• 指示と条件
下にある山元町笠野地区のキャンプ場の記事を、最後の文の後から書き進める。

• 提供抜粋
────

山元町の災害危険区域内に、震災後にできたキャンプ場があります。
毎週末賑わうキャンプ場はオーナーの思いを込めた名前が付いています。

宮城県山元町にある、笠野地区。大半は、災害危険区域に指定されています。
震災前は800人以上が暮らしていましたが、現在は9分の1以下にまで人口が減りました。

そんな笠野地区の一角にある、「casano-va」、キャンプ場です。
地域の名「笠野」から名付けられました。

オーナーの齋藤順子さんは、この笠野地区で生まれ育ちました。
casano-va代表 齋藤順子さん
「最初どうしていいか、どうしようかなって思ってたんですけど、でも地名(笠野)は残したいって思ってたんですね。隣にあった新浜地区は(震災後に)なくなった。ここで生まれてるんです、私の家で。それなので絶対になくしたくないという思いもあって、とにかく”笠野”というのをどこかにどうにかして残したいなっていう思いはありました」

齋藤さんが思いを込めた「casano-va」は、広さ約2000平方m。

────

• 抽出情報
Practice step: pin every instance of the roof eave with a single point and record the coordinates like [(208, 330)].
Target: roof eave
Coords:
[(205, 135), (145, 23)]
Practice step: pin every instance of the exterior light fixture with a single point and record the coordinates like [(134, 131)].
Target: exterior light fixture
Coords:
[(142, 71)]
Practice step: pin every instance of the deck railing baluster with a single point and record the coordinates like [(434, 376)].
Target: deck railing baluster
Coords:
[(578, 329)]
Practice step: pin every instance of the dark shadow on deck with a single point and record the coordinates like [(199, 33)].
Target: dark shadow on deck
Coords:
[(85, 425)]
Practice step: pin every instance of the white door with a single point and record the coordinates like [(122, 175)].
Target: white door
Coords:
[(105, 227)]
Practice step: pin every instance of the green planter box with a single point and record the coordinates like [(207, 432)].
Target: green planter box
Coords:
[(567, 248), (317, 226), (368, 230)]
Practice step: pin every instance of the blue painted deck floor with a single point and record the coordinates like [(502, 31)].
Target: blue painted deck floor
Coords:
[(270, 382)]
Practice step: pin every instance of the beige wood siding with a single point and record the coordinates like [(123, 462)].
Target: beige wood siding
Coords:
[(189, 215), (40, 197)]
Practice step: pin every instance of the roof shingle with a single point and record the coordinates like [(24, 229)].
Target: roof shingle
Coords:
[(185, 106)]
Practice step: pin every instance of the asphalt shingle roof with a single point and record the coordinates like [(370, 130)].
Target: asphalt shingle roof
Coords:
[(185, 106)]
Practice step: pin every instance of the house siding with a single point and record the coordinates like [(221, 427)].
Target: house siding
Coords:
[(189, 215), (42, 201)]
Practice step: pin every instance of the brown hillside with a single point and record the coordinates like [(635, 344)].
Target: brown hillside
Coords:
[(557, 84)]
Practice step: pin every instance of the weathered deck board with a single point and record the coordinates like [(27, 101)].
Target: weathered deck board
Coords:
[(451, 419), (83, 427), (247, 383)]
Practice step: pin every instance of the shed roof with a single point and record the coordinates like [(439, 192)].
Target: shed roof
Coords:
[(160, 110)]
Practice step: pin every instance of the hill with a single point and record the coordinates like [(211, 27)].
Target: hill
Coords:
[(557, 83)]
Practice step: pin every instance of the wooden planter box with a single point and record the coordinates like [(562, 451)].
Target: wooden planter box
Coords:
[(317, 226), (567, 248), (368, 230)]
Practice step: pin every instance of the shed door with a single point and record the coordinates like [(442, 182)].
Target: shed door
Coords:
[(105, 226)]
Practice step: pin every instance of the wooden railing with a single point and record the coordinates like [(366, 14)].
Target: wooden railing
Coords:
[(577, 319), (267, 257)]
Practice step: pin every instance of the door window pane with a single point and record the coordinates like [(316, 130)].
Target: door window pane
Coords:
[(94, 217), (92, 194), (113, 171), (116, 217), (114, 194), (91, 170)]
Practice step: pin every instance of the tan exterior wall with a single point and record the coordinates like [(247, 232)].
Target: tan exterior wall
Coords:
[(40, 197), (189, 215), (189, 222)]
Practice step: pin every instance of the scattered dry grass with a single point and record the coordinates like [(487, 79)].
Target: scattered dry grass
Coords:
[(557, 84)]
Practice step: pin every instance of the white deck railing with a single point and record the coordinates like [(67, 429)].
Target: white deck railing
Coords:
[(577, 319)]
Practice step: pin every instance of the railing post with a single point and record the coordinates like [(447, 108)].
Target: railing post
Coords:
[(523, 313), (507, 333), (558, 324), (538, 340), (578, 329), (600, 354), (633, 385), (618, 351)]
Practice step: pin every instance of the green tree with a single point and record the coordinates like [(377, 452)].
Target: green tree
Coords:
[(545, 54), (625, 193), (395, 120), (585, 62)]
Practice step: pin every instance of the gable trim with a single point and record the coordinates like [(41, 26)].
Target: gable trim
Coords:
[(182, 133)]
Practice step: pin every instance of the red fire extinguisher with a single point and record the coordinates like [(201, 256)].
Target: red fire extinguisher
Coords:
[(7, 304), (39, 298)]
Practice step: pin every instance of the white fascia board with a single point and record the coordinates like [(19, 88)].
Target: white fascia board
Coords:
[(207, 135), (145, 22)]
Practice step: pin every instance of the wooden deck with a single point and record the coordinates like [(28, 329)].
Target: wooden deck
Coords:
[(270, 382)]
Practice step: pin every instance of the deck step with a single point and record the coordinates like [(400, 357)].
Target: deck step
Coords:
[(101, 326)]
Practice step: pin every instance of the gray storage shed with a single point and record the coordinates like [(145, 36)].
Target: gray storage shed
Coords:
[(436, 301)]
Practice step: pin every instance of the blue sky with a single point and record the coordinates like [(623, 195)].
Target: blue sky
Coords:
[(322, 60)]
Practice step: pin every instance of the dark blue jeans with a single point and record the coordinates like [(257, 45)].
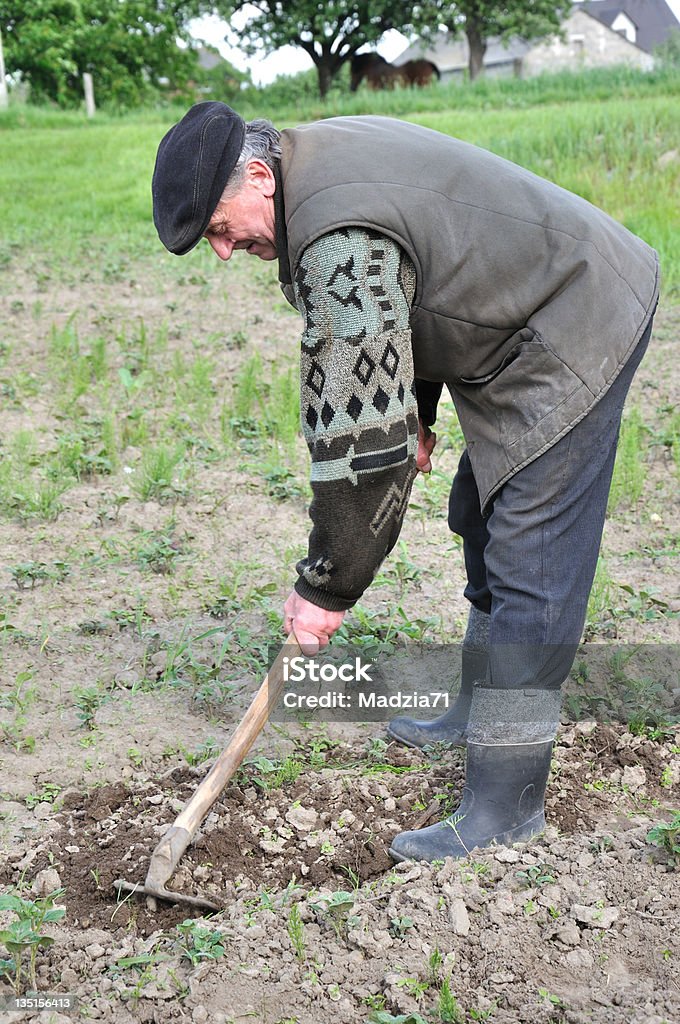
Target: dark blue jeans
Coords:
[(530, 562)]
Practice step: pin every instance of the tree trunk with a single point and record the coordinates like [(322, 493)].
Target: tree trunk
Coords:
[(325, 72), (477, 45)]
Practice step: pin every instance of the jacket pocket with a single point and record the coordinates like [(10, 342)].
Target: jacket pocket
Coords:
[(528, 385)]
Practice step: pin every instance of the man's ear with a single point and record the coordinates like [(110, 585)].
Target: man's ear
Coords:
[(261, 176)]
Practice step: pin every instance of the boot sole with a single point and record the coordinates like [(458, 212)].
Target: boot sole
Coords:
[(400, 739), (419, 747), (522, 834)]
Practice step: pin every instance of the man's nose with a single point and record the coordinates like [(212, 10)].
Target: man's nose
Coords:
[(221, 246)]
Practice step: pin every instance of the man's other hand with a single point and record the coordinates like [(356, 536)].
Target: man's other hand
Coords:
[(312, 626), (426, 442)]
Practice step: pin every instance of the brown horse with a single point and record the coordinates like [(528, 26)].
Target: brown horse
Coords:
[(382, 75)]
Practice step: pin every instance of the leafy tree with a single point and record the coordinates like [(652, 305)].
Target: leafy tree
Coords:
[(480, 19), (331, 33), (126, 45), (38, 37)]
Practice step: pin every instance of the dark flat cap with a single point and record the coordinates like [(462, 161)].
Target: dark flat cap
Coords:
[(193, 165)]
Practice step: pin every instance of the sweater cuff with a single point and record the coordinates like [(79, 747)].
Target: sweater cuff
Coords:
[(331, 602)]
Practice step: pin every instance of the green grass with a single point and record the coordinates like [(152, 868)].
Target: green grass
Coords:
[(85, 187)]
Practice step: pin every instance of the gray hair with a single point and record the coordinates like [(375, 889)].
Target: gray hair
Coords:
[(261, 142)]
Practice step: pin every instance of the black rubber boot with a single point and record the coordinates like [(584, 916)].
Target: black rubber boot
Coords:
[(452, 727), (507, 769)]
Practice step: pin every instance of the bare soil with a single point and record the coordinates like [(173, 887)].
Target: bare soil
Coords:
[(316, 923)]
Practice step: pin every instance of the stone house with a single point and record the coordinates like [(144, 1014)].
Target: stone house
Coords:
[(587, 42)]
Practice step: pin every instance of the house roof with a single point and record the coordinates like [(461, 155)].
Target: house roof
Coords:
[(652, 18), (452, 53)]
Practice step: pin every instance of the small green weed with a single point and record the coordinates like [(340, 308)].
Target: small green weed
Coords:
[(29, 574), (87, 701), (158, 474), (25, 934), (200, 943), (158, 550), (296, 932), (536, 876), (273, 774), (667, 837), (47, 795)]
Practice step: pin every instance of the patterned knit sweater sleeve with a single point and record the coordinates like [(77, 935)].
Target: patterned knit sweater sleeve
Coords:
[(354, 289)]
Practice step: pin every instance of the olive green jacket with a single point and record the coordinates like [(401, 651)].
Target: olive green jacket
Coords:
[(528, 299)]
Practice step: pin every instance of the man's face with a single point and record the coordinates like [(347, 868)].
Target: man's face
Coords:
[(246, 220)]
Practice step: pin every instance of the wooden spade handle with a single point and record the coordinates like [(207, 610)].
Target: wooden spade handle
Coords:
[(247, 732)]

────

• 出力結果
テントの数でいうと20張りほどです。
キャンプ場としてはこじんまりとしていますが、車両の乗り入れも可能。
知る人ぞ知るキャンプ場として口コミで人気を呼び、週末を中心に県の内外から利用客が訪れます。

仙台市からの客
「ここペット可なので、それも良いところですよね。あと通年やってるのも。けっこう宮城県、冬場やってないキャンプ場も多いんですよね」

岩手・盛岡市からの客
―ここは何でご存知に?
「たまたまネットで…キャンプが好きで、ソロキャンプが。オートキャンプが好きで、車中泊しますんで、宮城でお安いところというか、オートキャンプ場は高いので、来てしまいました」

料金は中学生以上の大人が1人1000円で、小学生は半額の500円。
薪はたき火台1台あたり、500円で、一泊の間、使い放題というのも人気の理由です。

casano-va代表 齋藤順子さん
「ここ割ったんですよ、私。こうやって」
―薪割りもする?
「割る、割るよ」

斎藤さんは震災前、ここでイチゴ農家を営んでいましたが、津波で自宅前などにあったイチゴハウス23棟はすべて流失しました。
そんな時、息子さんが幼かった頃の思い出が、頭をよぎったそうです。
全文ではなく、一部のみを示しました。